> **Consegna 1**
Rispondi alle seguenti domande sul testo sull'intelligenza emotiva.
(a) Quali due competenze cita il testo come parte della combinazione che costituisce l'intelligenza emotiva?
(b) Che cosa manca all'intelligenza artificiale, secondo il testo, per sviluppare una cultura reale?
(c) Quale veicolo indica il testo per condividere le esperienze e costruire profonde connessioni umane?
> **Consegna 2**
Nel testo sull'intelligenza emotiva, riscrivi il tratto che va da "L’intelligenza artificiale, come" fino a "logica o l’analisi.", sostituendo "compassione" con "solidarietà".
> **Consegna 3**
Prosegui il testo sull'intelligenza emotiva e lo storytelling a partire dalla sua ultima frase.

Goleman definisce l’intelligenza emotiva come la capacità di comprendere e gestire le proprie emozioni, di riconoscere e rispondere alle emozioni degli altri.  E’ fatta da una combinazione di competenze tra cui l’autoconsapevolezza e l’autogestione. Le persone con un’elevata intelligenza emotiva sono più brave a gestire le interazioni sociali, comprendono come le loro emozioni influenzano il loro comportamento e sono in grado di riprendersi dalle battute d’arresto e di adattarsi ai cambiamenti.

E se la vera cultura derivasse dalla profondità emotiva, dall’autoconsapevolezza e dalla capacità di empatia e connessione con gli altri e con il mondo naturale?

L’intelligenza artificiale, come ho detto, può raggiungere un alto livello di erudizione attraverso l’elaborazione di vaste quantità di informazioni, ma non può sviluppare una cultura reale, perchè le manca un’autentica esperienza umana, le manca la capacità di provare o incarnare emozioni, quindi non può coltivare empatia o compassione allo stesso modo degli esseri umani.

Se consideriamo l’intelligenza emotiva come la chiave per navigare nel nostro mondo interiore, allora quale potrebbe essere il veicolo attraverso il quale condividiamo le nostre esperienze, trasmettiamo i nostri valori e costruiamo profonde connessioni umane? Lo storytelling.

Lo storytelling è più di un semplice modo di trasferire informazioni. È un modo di comunicare attraverso l’esperienza vissuta e di condividere emozioni che non possono essere facilmente trasmesse attraverso la logica o l’analisi.

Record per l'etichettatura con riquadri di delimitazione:
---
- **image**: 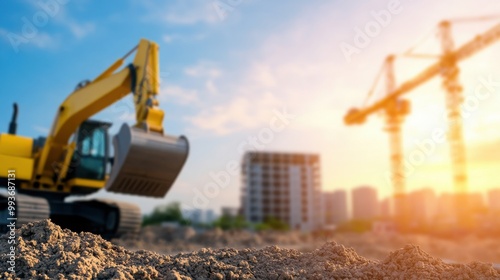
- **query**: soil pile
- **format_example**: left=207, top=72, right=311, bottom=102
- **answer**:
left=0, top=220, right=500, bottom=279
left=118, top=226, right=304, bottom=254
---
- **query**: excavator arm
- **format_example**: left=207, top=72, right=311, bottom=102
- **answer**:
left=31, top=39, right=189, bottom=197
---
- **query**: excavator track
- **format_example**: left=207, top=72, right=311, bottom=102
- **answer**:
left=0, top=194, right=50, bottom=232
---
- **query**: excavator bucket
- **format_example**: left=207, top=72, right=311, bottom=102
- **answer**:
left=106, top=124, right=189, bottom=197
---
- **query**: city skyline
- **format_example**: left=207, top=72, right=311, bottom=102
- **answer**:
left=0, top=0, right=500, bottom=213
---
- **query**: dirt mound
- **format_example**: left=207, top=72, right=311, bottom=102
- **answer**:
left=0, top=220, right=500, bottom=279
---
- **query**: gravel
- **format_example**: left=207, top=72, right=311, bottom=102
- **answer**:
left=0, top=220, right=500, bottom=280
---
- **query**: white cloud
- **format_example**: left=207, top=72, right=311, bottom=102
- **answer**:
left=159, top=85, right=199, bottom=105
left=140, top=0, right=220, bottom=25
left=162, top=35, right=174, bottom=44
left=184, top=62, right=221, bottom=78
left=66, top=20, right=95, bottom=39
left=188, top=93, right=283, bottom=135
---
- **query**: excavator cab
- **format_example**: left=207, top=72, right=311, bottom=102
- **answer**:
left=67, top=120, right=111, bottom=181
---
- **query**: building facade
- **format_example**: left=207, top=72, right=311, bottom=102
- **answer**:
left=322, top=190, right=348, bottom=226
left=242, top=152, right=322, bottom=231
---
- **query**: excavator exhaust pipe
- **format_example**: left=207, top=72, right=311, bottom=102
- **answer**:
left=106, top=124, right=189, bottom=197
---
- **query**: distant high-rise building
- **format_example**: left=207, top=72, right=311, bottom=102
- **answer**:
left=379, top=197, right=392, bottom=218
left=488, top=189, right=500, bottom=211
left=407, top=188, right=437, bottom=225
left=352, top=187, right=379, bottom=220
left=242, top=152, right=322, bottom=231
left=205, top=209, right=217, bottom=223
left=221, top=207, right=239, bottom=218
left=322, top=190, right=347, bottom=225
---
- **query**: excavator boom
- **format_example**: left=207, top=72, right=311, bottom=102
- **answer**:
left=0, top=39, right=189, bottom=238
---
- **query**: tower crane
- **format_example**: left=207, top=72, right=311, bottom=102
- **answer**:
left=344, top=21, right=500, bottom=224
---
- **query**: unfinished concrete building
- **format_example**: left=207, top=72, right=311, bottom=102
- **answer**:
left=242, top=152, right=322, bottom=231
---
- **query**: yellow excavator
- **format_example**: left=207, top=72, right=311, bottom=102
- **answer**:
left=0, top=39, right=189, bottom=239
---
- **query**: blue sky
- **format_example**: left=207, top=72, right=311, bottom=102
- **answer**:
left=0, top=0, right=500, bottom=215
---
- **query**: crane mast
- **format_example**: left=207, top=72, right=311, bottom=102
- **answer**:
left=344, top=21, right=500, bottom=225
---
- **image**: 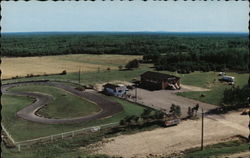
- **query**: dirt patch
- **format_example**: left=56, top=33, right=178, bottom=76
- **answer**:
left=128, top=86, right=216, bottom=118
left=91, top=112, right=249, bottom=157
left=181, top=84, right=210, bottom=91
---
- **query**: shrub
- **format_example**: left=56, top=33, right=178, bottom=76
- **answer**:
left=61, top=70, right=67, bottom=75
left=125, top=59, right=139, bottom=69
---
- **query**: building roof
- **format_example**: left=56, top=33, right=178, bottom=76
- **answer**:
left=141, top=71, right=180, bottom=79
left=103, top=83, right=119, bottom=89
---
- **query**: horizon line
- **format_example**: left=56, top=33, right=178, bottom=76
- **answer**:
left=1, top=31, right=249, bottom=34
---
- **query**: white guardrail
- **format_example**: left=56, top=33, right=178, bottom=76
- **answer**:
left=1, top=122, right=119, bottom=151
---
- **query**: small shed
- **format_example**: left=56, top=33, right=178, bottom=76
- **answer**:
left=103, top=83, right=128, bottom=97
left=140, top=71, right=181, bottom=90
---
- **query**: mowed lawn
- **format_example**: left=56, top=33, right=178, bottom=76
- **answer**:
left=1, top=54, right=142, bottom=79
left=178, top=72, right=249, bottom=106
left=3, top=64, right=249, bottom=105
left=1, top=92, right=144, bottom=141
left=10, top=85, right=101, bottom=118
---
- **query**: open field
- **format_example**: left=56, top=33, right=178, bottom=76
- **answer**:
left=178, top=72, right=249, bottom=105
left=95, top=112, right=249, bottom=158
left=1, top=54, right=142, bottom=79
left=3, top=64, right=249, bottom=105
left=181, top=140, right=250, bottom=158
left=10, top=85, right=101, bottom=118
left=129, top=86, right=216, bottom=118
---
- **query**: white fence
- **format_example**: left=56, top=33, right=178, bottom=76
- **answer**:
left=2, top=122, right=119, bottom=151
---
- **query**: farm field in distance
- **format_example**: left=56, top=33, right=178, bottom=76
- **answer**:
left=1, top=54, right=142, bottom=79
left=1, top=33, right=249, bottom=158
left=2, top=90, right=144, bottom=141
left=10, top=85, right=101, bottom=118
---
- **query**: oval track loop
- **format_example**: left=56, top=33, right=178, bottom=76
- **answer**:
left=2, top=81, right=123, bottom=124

--

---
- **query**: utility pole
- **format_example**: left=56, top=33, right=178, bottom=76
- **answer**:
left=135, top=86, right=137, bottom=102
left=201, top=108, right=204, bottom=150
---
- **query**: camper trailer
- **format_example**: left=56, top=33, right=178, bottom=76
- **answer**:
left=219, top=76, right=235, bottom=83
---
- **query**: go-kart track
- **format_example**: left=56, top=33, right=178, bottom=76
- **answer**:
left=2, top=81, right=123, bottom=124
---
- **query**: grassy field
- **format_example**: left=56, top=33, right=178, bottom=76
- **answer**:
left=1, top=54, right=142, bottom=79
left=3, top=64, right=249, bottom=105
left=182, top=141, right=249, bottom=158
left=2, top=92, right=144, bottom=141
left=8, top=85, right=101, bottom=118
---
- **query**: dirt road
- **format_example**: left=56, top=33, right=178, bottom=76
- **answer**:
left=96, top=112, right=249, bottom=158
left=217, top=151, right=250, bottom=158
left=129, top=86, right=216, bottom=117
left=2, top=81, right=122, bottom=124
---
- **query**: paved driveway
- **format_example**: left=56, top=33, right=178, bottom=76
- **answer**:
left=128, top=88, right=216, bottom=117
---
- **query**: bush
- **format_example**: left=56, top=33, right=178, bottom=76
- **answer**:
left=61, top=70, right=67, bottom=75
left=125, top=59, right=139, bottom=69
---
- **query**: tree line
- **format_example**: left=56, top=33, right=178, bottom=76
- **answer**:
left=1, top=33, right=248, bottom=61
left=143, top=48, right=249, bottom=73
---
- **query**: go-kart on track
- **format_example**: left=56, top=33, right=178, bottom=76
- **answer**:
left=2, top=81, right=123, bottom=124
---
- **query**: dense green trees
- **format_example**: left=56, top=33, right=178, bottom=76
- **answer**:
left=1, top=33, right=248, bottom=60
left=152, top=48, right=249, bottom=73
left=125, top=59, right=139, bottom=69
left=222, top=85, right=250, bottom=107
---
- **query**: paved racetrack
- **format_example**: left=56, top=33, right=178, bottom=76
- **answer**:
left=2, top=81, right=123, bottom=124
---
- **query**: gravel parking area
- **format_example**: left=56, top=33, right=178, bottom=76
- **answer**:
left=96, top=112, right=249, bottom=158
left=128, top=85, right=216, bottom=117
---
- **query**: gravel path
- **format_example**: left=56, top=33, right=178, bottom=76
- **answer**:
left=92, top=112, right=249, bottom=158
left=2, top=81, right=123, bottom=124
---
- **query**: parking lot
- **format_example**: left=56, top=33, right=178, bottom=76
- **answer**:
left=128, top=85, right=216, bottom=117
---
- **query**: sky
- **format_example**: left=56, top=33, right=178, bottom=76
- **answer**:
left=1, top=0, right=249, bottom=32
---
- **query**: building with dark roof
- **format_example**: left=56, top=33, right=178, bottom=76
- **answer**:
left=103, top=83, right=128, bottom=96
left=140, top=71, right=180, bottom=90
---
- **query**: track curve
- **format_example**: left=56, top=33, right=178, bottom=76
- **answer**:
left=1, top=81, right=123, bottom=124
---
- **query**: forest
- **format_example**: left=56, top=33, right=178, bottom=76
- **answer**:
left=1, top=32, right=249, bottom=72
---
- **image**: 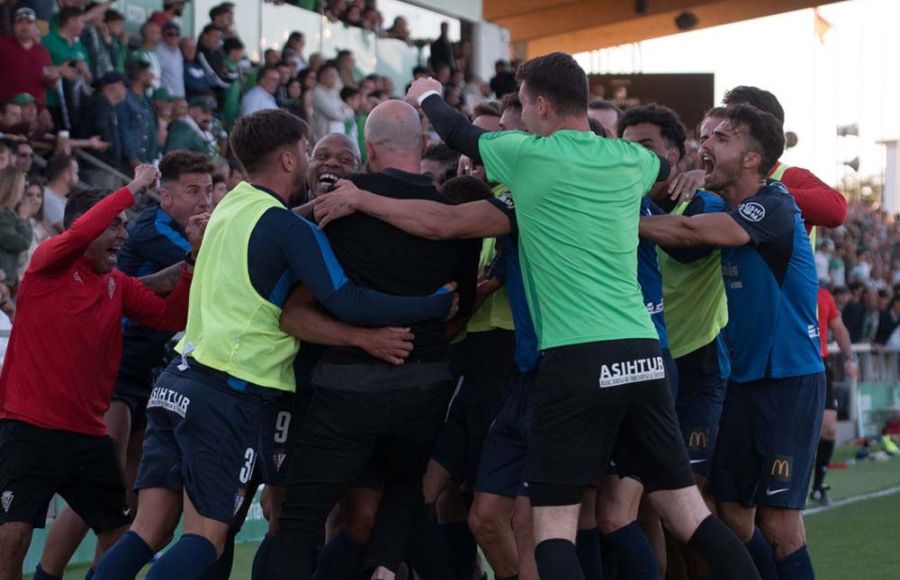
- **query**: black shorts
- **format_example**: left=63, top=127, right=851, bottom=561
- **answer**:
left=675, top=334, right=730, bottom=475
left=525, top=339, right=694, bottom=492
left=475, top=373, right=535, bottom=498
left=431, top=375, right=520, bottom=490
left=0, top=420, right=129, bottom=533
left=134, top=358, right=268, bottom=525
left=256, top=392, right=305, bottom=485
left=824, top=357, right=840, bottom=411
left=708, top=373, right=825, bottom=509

==

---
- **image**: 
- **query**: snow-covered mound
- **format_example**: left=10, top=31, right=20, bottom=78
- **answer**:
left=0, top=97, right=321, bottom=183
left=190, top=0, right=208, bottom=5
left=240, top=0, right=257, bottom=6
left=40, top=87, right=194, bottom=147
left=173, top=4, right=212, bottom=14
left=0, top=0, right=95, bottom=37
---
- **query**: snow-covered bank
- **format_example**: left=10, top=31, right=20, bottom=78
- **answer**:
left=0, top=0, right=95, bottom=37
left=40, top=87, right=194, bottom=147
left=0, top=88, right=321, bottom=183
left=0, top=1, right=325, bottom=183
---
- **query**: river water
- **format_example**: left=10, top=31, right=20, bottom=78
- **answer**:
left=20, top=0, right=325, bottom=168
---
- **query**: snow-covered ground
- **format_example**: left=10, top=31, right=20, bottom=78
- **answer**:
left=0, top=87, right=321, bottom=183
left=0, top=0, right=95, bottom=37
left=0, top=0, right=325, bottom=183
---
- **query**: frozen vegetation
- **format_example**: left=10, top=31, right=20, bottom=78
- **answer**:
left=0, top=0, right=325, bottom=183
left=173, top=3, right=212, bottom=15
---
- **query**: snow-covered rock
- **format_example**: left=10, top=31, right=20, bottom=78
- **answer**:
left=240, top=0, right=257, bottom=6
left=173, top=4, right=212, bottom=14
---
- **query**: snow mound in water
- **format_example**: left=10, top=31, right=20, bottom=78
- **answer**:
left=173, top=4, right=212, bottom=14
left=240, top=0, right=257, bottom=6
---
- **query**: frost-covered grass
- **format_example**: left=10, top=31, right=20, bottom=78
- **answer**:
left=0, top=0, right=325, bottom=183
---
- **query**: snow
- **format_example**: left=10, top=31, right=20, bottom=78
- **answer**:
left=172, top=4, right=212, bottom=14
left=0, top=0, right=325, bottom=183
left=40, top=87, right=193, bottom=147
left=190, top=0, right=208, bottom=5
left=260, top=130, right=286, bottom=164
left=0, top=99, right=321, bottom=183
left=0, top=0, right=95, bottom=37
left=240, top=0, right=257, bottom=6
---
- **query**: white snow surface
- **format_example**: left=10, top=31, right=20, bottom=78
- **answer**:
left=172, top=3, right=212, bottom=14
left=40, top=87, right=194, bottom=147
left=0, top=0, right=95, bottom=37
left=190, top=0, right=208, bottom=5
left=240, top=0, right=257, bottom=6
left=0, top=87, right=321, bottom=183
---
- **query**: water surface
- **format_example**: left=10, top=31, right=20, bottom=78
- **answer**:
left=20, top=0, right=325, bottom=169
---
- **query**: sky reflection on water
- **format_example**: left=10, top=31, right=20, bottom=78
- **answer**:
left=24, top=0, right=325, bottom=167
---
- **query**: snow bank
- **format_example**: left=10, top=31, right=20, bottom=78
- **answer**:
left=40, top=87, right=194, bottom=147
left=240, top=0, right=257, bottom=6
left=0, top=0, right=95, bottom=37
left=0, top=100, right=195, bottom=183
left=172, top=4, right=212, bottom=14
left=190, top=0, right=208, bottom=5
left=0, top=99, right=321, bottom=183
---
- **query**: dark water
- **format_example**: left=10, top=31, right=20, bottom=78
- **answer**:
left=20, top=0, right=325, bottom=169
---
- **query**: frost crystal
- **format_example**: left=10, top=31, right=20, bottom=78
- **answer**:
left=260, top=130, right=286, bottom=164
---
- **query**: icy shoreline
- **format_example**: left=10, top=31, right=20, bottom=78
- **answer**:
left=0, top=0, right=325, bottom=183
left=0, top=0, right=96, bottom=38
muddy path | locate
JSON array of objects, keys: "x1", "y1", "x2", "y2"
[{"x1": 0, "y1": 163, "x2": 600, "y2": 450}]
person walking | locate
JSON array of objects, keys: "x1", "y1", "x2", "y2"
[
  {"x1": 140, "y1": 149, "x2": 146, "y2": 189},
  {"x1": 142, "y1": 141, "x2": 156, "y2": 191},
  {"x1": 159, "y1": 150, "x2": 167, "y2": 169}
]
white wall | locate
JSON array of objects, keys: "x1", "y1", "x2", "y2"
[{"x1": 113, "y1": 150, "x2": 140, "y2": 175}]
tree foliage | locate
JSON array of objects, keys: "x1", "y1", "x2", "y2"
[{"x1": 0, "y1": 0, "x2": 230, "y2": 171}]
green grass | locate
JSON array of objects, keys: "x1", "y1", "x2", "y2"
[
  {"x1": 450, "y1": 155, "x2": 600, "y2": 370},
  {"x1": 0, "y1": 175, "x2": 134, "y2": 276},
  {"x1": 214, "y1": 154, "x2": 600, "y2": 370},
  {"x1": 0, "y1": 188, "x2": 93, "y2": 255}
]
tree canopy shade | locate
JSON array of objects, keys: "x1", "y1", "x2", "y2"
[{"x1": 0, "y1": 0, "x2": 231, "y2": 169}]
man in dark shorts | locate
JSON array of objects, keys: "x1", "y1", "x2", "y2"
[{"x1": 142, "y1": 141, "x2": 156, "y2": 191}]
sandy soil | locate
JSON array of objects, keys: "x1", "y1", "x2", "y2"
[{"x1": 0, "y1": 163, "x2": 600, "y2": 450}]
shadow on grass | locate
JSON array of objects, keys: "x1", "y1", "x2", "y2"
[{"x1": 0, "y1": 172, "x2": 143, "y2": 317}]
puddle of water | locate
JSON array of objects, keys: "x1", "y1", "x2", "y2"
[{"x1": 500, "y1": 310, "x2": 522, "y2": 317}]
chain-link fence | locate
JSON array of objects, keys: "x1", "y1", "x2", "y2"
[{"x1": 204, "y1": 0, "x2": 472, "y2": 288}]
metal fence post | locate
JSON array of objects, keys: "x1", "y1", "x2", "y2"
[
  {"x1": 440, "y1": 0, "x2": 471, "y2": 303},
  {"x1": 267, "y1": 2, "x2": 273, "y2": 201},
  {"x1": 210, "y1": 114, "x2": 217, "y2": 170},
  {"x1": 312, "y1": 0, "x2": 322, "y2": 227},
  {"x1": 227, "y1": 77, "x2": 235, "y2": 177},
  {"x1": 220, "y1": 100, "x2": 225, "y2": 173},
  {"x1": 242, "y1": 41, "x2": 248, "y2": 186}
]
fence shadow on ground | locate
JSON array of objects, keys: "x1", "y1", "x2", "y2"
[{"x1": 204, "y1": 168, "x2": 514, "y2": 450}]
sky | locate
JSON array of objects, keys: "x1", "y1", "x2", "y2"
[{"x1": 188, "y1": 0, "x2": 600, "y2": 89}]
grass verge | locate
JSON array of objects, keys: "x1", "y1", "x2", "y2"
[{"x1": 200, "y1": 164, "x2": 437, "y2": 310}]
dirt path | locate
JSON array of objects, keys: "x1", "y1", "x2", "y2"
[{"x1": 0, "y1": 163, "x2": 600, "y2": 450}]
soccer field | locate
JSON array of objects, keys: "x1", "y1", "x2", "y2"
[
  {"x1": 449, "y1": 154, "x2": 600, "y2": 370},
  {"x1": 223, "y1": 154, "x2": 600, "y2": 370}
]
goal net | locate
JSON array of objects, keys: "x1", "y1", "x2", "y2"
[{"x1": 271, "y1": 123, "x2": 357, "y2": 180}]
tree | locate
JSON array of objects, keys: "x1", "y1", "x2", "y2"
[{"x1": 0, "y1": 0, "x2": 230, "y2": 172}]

> **Risultato 1**
(a) L'autoconsapevolezza e l'autogestione.
(b) Le manca un'autentica esperienza umana e la capacità di provare o incarnare emozioni.
(c) Lo storytelling.

> **Risultato 2**
L’intelligenza artificiale, come ho detto, può raggiungere un alto livello di erudizione attraverso l’elaborazione di vaste quantità di informazioni, ma non può sviluppare una cultura reale, perchè le manca un’autentica esperienza umana, le manca la capacità di provare o incarnare emozioni, quindi non può coltivare empatia o solidarietà allo stesso modo degli esseri umani.

Se consideriamo l’intelligenza emotiva come la chiave per navigare nel nostro mondo interiore, allora quale potrebbe essere il veicolo attraverso il quale condividiamo le nostre esperienze, trasmettiamo i nostri valori e costruiamo profonde connessioni umane? Lo storytelling.

Lo storytelling è più di un semplice modo di trasferire informazioni. È un modo di comunicare attraverso l’esperienza vissuta e di condividere emozioni che non possono essere facilmente trasmesse attraverso la logica o l’analisi.

> **Risultato 3**
E’ vero, l’intelligenza artificiale è in grado di generare storie in pochi minuti, analizzando dati relativi alle emozioni. Ma si tratta di storie basata su algoritmi, non può connettersi con un altro essere umano attraverso l’esperienza di un evento vissuto e condiviso. Può parlare di emozioni, ma non può suscitarle.

Prendiamoci il tempo per ascoltare noi stessi, connettendoci con un sé più profondo ed essenziale. Questo viaggio interiore è necessario per comprendere il nostro posto nel mondo.

Per coltivare una cultura reale, umana, forse dobbiamo concentrarci sullo sviluppo della nostra consapevolezza emotiva, sull’ascolto degli altri e sulla condivisione delle nostre storie.  Cultura che emerge silenziosamente tra i rumori del mondo, legata alla consapevolezza dei veri valori della vita . Che abbiamo dentro e solo noi possiamo comprendere.